EXERCISE PROMPT — Start with the line containing "of the toilet" and write out each line through the end of the listing, exactly as given.

MATERIAL PROVIDED —
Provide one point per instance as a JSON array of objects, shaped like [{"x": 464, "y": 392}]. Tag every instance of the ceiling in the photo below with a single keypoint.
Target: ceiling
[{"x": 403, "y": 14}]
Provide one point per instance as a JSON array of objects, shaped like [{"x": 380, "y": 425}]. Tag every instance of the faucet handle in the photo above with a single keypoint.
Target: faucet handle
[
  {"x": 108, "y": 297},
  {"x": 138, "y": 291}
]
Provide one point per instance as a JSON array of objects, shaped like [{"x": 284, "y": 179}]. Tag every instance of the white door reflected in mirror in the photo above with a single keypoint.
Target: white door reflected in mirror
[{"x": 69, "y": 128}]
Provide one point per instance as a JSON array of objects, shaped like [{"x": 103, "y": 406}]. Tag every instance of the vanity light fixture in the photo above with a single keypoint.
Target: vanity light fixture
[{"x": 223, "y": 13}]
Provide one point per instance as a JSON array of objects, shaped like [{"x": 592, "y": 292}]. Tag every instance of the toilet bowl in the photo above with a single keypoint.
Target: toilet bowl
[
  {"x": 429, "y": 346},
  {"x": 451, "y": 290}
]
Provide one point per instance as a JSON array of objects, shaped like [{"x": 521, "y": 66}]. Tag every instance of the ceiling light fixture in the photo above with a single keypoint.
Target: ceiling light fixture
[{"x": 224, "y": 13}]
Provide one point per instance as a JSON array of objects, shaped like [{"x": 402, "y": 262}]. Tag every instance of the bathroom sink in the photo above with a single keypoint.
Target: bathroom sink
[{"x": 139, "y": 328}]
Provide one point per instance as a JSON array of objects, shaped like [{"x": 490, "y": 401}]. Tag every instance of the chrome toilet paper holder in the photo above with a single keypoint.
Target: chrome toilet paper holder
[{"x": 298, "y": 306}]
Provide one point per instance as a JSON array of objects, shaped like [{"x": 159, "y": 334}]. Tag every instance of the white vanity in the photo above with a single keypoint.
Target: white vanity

TASK OUTPUT —
Provide one point per instance as a JSON array of objects, shaped like [{"x": 592, "y": 292}]. Tag every instance of the toilet bowl in the photo above with a single keypoint.
Target: toilet bowl
[
  {"x": 429, "y": 346},
  {"x": 451, "y": 290}
]
Provide one point per instance as a JSON array of objects, shaped like [{"x": 521, "y": 66}]. Tag every instance of the ceiling light fixture in the photo above with a single keypoint.
Target: ceiling light fixture
[{"x": 224, "y": 13}]
Provide one point per instance as a JSON array of objects, shaped like [{"x": 402, "y": 262}]. Tag every instance of the bathroom sink in the photo above with a single keypoint.
Target: bathroom sink
[{"x": 139, "y": 328}]
Provide one point per instance as a JSON array of objects, shaped like [{"x": 490, "y": 401}]. Tag every instance of the chrome toilet paper holder in the photo above with a single keypoint.
Target: chrome toilet paper holder
[{"x": 298, "y": 306}]
Provide one point per instance as a JSON array of objects, shaped like [{"x": 159, "y": 334}]. Tag every instance of the white vanity in the photo above with a single keypoint.
Target: white vanity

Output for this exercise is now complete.